RECORDS PROVIDED below:
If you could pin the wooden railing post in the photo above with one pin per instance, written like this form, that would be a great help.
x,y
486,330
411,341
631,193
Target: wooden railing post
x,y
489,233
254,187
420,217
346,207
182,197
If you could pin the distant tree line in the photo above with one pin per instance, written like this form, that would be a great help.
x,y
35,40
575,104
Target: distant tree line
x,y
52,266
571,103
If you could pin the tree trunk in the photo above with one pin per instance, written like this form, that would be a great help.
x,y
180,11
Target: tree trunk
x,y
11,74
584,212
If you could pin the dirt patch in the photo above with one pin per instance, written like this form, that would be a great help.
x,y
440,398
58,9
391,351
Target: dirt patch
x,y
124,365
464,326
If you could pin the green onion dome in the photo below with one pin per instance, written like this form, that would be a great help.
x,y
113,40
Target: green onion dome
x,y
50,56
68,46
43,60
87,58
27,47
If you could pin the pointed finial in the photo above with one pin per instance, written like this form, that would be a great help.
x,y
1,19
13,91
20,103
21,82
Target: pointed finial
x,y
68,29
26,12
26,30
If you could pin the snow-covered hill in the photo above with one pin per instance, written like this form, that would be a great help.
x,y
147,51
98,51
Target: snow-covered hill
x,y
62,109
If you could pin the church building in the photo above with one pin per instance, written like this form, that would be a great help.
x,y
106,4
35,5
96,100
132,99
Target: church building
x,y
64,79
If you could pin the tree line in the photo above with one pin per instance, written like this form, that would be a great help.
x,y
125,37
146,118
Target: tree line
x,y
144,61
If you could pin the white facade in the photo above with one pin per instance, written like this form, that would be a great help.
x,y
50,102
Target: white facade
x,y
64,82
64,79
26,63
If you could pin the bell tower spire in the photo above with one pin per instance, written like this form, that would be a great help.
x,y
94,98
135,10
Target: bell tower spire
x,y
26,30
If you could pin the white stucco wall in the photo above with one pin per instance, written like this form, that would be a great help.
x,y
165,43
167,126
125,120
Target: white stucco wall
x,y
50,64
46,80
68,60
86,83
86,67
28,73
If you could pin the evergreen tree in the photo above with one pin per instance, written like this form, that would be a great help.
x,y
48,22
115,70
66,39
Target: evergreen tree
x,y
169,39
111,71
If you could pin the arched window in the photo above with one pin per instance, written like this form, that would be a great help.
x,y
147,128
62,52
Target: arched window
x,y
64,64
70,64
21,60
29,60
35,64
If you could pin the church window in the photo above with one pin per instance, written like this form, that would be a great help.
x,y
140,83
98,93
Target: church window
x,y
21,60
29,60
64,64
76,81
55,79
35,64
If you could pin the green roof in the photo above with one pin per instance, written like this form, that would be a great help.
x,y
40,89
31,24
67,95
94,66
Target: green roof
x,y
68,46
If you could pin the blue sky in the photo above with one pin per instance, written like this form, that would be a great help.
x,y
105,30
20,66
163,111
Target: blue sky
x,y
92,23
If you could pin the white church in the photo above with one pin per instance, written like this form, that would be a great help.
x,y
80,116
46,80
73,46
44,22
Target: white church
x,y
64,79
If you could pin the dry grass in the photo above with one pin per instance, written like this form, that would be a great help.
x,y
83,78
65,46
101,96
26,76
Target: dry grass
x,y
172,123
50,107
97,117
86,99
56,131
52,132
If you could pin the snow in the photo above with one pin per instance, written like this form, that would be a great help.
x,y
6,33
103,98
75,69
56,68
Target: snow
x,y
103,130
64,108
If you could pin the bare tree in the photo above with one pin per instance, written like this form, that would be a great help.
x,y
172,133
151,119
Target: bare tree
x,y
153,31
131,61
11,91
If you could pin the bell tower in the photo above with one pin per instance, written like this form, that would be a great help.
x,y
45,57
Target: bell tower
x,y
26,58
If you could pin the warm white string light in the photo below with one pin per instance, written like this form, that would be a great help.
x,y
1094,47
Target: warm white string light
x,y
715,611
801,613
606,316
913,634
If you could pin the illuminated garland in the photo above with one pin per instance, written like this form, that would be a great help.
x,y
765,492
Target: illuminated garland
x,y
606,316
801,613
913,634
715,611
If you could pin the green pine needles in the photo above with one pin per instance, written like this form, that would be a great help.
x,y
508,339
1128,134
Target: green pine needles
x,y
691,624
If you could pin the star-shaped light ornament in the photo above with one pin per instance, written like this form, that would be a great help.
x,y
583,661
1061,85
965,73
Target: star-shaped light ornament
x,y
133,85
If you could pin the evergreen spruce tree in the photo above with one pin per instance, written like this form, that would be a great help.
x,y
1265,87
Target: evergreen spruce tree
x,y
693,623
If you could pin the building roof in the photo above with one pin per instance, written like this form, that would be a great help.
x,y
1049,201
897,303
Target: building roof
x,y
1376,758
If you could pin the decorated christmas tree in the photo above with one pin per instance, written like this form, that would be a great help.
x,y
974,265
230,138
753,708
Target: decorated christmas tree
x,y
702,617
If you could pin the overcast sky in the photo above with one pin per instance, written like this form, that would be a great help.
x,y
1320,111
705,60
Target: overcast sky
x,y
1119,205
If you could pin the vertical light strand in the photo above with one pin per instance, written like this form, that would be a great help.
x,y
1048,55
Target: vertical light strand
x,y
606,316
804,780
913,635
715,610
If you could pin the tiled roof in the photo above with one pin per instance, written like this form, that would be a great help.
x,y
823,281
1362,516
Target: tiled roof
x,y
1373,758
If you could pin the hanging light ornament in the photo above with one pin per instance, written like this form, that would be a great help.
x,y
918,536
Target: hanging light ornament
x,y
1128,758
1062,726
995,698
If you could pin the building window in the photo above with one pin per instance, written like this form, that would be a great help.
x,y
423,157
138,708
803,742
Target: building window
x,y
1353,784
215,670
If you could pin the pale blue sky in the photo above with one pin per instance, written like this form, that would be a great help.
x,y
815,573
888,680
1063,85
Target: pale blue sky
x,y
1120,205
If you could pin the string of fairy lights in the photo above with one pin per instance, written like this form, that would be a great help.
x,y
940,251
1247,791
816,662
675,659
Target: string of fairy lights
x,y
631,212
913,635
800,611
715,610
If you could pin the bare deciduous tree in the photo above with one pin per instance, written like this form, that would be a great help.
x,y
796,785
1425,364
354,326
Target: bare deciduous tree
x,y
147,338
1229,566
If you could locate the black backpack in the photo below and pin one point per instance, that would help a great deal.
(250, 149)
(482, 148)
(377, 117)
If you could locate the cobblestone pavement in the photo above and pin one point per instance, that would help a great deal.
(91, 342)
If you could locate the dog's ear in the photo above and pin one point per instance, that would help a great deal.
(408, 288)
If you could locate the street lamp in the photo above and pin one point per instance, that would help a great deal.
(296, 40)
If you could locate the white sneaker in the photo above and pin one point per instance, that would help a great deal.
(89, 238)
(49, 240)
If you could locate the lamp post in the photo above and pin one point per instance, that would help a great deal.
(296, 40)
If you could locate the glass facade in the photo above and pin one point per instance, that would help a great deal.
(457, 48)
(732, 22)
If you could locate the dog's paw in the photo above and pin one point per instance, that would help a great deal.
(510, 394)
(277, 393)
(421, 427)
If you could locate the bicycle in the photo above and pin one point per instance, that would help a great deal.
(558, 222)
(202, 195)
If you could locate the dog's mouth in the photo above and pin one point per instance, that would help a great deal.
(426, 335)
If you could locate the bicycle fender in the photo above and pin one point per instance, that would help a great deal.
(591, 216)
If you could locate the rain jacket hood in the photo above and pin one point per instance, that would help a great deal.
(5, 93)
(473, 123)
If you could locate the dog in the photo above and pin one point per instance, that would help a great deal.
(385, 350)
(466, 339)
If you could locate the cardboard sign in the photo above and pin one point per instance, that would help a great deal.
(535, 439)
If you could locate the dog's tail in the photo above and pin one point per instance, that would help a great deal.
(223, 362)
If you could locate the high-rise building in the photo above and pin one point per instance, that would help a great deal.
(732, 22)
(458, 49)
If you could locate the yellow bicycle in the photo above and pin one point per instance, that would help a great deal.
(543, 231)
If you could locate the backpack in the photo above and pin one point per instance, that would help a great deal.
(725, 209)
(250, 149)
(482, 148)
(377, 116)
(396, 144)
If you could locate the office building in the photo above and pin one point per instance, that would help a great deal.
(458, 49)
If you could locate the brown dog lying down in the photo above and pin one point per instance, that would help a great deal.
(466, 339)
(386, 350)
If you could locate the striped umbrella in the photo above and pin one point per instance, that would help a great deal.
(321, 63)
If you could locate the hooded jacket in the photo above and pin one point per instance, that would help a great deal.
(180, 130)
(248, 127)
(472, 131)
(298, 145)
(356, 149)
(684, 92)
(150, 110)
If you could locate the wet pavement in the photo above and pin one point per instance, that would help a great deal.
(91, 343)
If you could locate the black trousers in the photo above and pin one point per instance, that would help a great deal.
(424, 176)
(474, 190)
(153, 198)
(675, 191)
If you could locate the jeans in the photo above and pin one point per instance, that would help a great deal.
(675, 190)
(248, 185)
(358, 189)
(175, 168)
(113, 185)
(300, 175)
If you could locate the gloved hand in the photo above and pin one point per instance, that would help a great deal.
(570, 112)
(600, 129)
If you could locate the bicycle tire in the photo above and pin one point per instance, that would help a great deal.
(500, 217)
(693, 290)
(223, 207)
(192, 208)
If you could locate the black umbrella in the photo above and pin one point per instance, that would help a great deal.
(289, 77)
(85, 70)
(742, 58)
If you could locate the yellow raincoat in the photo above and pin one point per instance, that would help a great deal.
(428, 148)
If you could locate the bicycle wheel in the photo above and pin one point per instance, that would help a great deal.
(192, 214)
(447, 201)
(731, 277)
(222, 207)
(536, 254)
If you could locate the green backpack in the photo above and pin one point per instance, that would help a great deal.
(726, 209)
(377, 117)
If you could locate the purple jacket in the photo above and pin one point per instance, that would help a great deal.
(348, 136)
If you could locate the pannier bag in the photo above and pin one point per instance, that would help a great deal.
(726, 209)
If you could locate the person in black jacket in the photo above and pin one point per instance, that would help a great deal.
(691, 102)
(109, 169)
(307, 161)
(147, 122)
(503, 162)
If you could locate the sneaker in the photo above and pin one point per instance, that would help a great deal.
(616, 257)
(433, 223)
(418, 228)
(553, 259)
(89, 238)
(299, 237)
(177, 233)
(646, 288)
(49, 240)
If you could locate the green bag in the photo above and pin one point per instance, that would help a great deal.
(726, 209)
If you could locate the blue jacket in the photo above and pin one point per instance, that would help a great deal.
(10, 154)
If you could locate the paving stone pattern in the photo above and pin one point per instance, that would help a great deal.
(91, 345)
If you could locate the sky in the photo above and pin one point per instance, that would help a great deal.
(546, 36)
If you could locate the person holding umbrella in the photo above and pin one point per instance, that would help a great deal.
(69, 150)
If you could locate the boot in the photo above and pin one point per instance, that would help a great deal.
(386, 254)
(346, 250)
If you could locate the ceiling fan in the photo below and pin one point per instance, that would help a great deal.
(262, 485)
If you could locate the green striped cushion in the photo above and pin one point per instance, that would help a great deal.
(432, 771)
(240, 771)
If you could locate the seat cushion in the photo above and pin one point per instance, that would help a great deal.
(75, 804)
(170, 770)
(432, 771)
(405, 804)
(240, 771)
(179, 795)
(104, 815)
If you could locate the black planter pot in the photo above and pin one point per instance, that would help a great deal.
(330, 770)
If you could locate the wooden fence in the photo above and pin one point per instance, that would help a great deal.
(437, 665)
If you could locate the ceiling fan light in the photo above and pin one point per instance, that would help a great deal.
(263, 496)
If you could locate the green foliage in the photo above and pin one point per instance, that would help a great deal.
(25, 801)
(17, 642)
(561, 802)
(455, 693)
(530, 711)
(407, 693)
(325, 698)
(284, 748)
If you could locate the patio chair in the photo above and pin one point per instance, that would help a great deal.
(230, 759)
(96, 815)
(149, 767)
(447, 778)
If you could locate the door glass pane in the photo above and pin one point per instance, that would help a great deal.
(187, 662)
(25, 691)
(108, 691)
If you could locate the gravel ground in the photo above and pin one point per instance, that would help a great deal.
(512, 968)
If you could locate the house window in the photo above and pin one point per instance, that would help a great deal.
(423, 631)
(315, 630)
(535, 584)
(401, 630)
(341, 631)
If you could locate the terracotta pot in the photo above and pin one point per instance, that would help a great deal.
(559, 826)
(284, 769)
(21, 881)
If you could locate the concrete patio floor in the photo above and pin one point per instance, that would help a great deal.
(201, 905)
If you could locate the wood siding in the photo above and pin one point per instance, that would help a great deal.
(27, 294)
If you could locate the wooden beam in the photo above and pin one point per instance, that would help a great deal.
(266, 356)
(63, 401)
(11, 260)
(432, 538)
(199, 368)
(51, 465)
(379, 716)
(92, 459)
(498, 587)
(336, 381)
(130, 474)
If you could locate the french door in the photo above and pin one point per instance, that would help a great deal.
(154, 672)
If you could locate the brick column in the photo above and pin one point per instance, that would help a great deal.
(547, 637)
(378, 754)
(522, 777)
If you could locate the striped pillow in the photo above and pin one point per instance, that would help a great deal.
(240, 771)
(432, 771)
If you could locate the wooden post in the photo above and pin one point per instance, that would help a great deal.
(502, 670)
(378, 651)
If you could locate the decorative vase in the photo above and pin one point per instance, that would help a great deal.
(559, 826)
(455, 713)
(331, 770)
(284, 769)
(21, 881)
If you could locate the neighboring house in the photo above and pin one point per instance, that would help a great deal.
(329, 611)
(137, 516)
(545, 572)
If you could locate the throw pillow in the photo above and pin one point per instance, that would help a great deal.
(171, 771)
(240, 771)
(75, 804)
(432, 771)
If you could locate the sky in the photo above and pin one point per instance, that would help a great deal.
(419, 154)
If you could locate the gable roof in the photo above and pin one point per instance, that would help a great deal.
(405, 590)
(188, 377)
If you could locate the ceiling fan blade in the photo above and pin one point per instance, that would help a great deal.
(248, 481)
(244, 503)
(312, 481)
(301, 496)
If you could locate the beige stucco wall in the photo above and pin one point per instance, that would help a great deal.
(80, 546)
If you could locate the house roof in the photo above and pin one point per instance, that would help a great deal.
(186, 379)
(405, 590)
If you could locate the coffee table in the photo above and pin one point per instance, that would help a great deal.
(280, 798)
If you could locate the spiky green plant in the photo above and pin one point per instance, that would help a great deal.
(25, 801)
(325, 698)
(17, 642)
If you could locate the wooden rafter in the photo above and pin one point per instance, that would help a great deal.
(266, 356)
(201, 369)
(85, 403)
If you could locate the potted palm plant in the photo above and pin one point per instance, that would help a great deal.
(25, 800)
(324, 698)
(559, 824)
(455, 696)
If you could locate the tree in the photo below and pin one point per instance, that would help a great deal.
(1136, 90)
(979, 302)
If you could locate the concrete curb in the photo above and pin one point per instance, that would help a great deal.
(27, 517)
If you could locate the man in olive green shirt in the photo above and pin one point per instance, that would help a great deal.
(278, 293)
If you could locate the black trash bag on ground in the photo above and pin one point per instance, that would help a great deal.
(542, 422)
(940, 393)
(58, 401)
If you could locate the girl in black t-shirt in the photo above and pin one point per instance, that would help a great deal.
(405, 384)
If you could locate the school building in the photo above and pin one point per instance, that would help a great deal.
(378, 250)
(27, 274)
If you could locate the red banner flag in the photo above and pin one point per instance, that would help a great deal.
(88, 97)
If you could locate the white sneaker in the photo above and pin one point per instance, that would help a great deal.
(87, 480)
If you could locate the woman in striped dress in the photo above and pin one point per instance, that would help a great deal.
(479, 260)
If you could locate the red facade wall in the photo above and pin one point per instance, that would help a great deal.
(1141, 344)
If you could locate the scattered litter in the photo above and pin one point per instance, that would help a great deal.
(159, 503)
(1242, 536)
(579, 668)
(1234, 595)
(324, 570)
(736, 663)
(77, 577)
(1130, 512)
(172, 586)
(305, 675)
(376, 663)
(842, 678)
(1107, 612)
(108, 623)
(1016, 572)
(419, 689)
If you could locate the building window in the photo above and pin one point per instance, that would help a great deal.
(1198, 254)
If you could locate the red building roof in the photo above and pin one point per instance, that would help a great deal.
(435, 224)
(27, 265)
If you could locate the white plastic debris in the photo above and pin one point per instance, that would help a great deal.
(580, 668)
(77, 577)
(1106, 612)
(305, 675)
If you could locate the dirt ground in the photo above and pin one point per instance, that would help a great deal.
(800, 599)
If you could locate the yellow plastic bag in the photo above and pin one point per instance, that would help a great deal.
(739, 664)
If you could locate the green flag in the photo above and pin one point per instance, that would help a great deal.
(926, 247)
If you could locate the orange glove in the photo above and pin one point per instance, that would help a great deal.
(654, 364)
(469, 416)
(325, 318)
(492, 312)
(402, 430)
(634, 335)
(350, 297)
End of RECORDS PROVIDED.
Copy only the stretch running from the line containing "If you could locate the green flag" to the final line of the entries, both ends included, exactly as it stands.

If you could locate the green flag in the photo above and pin one point per instance, that would help a great deal.
(926, 247)
If you could locate the orange glove in the photo above and pin one point per instance, that would help a great deal.
(654, 364)
(469, 416)
(325, 318)
(492, 312)
(402, 430)
(634, 335)
(350, 297)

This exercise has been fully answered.